#### Extrait:
^^^^
Le rôle de Stiusso dans l'enquête sur l'attentat contre Amia

Rocambolesque ? Pas tellement, parce que Nisman était très proche de ce monde-là. Son enquête sur l’attentat contre l’Amia devait beaucoup au travail d’un homme, Jaime Stiusso, considéré il y a peu encore comme le plus puissant des membres du SI (Secretaría de Inteligencia), équivalent local de la CIA américaine. Stiusso, en poste depuis 1972, donc avant la dictature militaire, avait été mis en contact avec Nisman en 2004 par l’ancien président Néstor Kirchner lui-même, pour l’aider dans ses investigations. Et il est un fait que la demande d’inculpation des suspects iraniens repose essentiellement sur des écoutes téléphoniques provenant des services de renseignements, de même que l’accusation contre la présidente Cristina Kirchner présentée il y a quelques jours.
^^^^
#### Tâche demandée a:
Selon l'extrait, qui a mis Jaime Stiusso en contact avec Nisman ?
Le texte et les entrées sont indépendants l'un de l'autre.
^^^^
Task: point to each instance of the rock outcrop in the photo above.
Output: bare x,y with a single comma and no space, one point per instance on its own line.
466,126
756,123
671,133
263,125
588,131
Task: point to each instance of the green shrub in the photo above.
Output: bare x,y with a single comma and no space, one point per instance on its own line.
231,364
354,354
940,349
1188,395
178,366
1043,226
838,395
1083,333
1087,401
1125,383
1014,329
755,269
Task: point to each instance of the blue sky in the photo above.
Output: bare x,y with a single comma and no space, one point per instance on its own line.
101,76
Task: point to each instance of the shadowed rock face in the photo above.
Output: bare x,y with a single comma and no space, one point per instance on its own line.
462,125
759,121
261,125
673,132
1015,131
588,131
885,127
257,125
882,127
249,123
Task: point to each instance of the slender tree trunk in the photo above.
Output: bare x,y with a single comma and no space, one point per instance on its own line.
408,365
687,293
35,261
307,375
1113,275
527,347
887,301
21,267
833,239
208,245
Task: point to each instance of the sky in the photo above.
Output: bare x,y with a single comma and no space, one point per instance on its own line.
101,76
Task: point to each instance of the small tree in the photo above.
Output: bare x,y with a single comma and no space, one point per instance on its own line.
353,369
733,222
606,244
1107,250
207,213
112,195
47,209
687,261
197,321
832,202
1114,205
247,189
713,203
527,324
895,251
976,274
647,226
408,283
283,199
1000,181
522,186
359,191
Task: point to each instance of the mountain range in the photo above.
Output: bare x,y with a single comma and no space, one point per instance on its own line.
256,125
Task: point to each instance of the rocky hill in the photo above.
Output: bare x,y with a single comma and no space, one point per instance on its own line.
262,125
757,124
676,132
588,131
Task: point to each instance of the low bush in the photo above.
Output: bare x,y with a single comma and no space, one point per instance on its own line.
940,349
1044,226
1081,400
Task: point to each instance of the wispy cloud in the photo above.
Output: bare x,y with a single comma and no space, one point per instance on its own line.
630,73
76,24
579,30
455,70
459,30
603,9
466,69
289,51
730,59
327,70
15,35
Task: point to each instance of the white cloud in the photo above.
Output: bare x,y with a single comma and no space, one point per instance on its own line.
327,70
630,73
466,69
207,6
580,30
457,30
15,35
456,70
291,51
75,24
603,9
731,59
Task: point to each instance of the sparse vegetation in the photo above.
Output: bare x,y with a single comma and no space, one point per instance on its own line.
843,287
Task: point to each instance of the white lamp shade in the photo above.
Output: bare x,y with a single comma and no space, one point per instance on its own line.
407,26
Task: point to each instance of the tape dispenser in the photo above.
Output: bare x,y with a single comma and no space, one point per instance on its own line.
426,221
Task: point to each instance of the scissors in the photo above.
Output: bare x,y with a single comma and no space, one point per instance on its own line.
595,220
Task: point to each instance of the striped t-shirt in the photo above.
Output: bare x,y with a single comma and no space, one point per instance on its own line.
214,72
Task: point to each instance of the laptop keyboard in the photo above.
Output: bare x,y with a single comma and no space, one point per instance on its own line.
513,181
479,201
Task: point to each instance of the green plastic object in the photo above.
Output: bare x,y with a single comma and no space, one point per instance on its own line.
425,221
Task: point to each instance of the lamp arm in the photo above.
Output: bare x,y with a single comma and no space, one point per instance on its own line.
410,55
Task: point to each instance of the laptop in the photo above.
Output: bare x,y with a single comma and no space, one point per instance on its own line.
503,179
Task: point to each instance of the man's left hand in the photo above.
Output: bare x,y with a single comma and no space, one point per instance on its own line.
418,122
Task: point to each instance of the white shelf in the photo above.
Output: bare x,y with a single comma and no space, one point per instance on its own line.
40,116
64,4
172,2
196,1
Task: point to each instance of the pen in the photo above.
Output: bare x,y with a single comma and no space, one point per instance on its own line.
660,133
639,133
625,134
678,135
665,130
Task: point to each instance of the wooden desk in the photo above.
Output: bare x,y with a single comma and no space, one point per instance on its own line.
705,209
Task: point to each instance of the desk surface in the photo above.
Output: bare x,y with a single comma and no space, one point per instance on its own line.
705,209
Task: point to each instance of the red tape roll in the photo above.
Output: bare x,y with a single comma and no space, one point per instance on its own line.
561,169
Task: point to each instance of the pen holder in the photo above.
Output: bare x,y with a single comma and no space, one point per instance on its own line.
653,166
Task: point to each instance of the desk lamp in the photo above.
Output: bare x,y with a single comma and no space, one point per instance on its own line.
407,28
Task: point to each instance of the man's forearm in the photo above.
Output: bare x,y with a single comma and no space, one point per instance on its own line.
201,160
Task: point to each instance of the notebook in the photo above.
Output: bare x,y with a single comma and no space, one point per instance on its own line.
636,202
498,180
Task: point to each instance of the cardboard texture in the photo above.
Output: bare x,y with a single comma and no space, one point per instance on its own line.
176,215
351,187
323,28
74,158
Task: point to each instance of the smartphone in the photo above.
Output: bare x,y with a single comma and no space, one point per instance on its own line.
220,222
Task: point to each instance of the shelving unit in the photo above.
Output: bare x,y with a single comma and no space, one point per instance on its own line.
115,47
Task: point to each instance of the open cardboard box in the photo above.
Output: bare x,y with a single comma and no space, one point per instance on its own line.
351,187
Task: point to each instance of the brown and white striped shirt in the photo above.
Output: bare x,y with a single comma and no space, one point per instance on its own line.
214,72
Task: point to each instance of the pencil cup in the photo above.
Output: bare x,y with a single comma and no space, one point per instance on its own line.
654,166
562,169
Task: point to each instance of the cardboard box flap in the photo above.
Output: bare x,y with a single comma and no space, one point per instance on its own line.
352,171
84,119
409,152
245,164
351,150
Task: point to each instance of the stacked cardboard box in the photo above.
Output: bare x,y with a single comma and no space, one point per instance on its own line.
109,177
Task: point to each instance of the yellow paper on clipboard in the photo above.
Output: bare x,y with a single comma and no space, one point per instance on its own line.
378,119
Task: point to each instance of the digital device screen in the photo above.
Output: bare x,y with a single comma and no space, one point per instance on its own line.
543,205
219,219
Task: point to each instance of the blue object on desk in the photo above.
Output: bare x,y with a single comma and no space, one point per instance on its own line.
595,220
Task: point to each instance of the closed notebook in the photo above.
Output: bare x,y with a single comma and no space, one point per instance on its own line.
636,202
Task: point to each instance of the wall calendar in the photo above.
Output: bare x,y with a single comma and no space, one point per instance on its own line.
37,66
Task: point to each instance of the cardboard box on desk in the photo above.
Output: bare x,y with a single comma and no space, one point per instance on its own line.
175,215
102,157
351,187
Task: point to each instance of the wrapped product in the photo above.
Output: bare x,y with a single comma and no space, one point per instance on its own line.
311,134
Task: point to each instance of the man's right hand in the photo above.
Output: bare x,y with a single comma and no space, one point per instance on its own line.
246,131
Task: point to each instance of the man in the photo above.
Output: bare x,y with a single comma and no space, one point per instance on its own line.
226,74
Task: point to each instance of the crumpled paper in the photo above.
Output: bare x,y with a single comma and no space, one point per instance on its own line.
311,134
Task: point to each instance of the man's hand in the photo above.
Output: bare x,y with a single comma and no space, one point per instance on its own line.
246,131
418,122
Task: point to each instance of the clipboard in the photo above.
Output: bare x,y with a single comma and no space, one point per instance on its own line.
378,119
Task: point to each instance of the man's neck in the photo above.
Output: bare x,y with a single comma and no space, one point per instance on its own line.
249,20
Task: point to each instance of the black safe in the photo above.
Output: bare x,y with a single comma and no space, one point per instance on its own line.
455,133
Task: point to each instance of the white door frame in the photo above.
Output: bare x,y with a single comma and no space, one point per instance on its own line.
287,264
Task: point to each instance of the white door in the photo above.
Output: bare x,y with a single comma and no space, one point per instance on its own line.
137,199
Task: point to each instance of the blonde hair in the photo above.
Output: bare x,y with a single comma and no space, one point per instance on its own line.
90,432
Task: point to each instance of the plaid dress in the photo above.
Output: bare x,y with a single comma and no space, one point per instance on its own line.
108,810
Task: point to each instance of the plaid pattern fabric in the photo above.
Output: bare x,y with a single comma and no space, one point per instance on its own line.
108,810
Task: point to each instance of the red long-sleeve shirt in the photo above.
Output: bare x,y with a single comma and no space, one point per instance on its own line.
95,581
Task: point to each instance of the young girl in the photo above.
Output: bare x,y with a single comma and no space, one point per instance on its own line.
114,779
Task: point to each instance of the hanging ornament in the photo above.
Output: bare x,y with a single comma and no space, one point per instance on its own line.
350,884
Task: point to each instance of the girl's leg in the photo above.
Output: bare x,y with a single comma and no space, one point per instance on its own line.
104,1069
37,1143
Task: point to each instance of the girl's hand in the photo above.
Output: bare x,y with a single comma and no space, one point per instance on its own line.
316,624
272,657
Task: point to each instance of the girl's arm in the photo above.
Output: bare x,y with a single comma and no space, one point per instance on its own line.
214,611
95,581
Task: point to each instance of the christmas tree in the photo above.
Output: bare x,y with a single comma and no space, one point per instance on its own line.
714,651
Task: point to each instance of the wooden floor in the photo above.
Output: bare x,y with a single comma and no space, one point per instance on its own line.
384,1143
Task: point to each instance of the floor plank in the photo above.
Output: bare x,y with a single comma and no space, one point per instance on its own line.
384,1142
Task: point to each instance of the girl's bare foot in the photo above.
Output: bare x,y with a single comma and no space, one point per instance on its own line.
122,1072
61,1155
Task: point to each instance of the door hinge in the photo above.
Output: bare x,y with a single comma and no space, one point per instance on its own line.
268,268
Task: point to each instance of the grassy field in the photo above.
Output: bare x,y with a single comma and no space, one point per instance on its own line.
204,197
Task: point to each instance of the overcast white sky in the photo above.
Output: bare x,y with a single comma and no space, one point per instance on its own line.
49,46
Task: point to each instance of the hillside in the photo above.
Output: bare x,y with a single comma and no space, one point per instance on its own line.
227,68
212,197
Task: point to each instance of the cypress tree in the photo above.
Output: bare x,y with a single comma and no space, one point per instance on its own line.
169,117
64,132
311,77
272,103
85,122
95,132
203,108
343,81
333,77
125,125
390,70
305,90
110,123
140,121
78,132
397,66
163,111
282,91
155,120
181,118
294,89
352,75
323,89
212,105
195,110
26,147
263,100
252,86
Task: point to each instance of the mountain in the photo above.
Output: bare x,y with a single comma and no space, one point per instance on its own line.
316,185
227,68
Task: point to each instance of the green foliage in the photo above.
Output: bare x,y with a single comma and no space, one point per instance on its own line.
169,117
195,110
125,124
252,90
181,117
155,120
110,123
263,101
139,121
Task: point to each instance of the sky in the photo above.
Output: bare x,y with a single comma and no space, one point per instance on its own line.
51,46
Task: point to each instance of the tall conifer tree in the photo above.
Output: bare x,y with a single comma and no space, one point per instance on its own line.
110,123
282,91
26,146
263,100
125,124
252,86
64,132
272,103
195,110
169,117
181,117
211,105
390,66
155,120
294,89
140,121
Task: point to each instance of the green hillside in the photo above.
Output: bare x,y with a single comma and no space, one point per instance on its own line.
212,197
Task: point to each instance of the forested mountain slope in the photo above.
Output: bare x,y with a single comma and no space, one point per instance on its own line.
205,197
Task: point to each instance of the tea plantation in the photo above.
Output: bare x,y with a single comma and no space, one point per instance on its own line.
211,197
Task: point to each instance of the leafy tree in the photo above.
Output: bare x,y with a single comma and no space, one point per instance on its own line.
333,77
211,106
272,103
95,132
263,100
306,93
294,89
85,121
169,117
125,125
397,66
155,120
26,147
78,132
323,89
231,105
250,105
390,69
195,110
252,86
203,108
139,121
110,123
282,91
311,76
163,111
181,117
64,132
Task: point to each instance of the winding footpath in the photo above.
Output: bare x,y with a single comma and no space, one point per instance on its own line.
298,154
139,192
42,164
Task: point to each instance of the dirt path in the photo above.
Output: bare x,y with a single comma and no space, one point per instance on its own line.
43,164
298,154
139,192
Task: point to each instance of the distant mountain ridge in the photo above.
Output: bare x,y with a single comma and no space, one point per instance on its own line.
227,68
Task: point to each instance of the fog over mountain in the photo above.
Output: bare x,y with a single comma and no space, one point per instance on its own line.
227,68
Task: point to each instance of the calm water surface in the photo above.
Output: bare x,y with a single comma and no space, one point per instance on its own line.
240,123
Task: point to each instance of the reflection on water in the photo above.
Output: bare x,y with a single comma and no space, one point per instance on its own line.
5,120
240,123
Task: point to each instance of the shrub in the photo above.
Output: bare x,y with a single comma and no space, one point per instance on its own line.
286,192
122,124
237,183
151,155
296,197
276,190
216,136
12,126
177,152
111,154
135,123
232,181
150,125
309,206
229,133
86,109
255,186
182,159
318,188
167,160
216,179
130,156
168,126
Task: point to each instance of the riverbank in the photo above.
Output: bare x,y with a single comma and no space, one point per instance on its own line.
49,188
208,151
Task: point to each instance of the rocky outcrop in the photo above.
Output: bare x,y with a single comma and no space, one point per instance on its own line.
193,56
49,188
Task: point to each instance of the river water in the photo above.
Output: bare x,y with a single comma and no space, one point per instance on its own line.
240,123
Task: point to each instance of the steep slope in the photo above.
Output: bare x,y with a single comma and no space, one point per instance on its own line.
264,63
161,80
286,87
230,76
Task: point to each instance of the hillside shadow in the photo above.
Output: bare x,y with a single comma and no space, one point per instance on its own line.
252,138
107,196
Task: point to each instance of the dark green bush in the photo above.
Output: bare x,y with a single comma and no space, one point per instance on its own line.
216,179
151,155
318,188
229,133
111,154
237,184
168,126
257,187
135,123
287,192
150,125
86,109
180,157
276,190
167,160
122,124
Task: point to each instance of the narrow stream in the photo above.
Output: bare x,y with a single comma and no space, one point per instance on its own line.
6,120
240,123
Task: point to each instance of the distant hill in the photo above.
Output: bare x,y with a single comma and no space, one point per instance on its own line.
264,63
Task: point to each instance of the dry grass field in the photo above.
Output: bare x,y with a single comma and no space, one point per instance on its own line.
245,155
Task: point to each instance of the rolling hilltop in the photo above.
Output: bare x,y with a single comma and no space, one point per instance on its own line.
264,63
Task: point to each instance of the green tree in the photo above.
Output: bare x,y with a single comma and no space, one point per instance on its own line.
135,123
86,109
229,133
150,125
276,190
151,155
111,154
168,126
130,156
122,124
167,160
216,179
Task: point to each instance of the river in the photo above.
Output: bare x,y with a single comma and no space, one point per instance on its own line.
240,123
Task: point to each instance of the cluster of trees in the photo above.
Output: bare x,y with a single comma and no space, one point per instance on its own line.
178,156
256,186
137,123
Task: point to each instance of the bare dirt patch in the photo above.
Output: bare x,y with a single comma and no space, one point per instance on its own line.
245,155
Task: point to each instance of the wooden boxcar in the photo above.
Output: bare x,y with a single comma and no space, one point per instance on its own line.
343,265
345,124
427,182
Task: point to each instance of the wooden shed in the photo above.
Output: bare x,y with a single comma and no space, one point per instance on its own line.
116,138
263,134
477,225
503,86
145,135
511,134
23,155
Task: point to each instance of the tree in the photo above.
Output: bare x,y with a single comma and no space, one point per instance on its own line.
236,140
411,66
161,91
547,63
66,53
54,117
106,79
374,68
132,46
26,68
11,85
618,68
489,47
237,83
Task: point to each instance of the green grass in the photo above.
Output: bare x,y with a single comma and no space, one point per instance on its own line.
^^^^
#### Tâche demandée b:
Comptez les lignes des entrées qui contiennent la chaîne « bush », en respectant la casse, et donnez seulement ce nombre.

#### Réponse écrite a:
L'ancien président Néstor Kirchner lui-même.

#### Réponse écrite b:
2